BEGIN Records provided

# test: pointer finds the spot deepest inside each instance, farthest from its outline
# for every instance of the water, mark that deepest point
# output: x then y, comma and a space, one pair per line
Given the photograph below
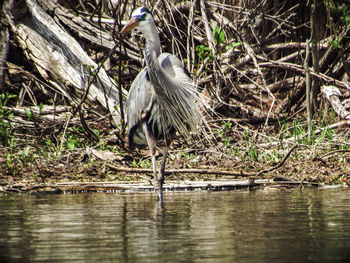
234, 226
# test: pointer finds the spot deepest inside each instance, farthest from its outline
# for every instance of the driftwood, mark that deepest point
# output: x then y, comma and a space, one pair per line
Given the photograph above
145, 186
60, 59
332, 94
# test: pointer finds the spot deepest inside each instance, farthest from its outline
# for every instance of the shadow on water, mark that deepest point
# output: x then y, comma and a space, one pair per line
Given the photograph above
236, 226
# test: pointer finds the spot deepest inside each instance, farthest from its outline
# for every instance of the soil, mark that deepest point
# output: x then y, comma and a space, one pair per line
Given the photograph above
86, 165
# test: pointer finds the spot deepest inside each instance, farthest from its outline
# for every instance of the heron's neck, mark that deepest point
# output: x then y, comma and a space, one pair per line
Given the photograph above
152, 39
152, 52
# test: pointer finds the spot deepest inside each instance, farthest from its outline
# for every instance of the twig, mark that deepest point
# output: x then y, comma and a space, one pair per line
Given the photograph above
279, 164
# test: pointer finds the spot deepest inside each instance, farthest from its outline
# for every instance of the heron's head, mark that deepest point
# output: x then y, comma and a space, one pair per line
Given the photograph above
141, 19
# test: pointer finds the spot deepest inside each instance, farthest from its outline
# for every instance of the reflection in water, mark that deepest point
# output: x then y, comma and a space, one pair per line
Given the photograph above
241, 226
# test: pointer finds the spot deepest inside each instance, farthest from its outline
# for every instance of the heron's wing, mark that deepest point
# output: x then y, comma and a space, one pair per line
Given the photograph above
138, 103
174, 67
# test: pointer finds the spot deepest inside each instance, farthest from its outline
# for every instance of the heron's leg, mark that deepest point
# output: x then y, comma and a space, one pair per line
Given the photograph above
162, 164
152, 142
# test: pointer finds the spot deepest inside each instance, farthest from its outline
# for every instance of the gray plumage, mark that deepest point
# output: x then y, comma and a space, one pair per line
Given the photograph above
162, 98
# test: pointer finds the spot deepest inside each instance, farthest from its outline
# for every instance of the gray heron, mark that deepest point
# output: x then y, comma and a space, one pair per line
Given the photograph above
162, 99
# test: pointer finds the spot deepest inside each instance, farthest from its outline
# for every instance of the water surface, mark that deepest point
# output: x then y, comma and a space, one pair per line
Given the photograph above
233, 226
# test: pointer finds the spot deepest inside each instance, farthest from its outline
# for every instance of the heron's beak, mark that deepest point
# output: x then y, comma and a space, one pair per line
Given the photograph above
130, 25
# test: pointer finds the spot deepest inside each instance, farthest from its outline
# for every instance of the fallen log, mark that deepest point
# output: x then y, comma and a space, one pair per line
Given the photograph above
146, 186
60, 59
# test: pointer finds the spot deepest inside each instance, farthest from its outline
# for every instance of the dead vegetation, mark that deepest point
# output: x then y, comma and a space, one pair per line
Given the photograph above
65, 71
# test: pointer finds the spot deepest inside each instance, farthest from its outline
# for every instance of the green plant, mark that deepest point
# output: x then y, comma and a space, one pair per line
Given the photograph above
5, 120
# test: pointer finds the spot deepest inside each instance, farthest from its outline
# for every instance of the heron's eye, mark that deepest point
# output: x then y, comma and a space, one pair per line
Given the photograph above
143, 16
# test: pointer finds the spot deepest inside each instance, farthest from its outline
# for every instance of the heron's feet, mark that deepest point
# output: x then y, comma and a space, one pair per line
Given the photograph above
158, 188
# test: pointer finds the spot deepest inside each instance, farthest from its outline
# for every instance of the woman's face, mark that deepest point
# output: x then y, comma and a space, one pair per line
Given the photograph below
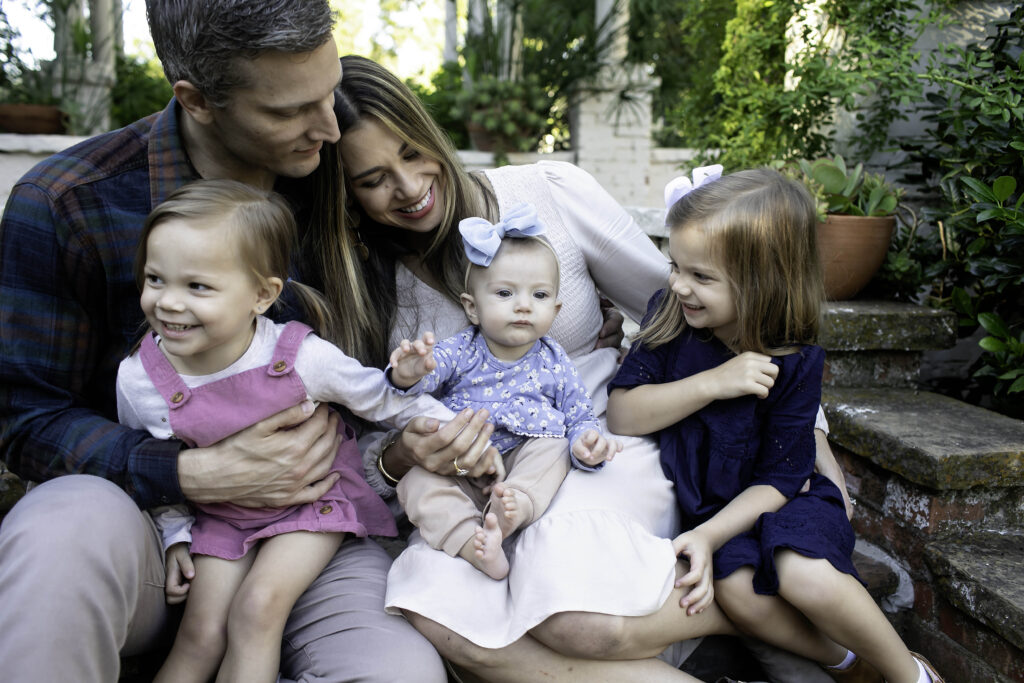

END Records provided

▶ [What you are asked to do] Quote exactly, and nothing besides, the lines from the one with "# for every instance of the fallen" through the end of the records above; include both ends and omit the pictures.

▶ [Expected answer]
# for every instance of the fallen log, mark that deepest point
# output: x then y, comma and a space, one pair per line
Given the photograph above
146, 186
60, 59
# test: pointer finds the spot deepest inside each instance, farthest from its outline
# for every instance of the dead vegetation, mark that deepest point
# output: x then y, comma and a space, one pair per line
Given the photograph above
65, 71
# test: pointer finds the spot deepest inside each instance, farthest from its outline
# for every instance of the green plant, mark that deepest point
# output: x then y, comma and a space, one pair per line
Given the photograph above
5, 120
# test: pointer finds the spot deepest inside each instance, farthest from its outline
# for every instance of the heron's eye, mark that deepest point
# output: x then y, comma and a space, one pair per line
Given the photograph above
143, 16
# test: pointer finds the spot deepest inside each instance, farthest from its outline
# for every instance of the heron's feet, mark that deepest point
# output: x then y, comma and a space, one pair per line
Given the photograph above
158, 188
# test: pointer finds the spot deepest inside each instance, farthest from its outline
# for every instance of the woman's face, mark that deepest point
# output: x then y, comma and a space, one pair per line
Given the photograph below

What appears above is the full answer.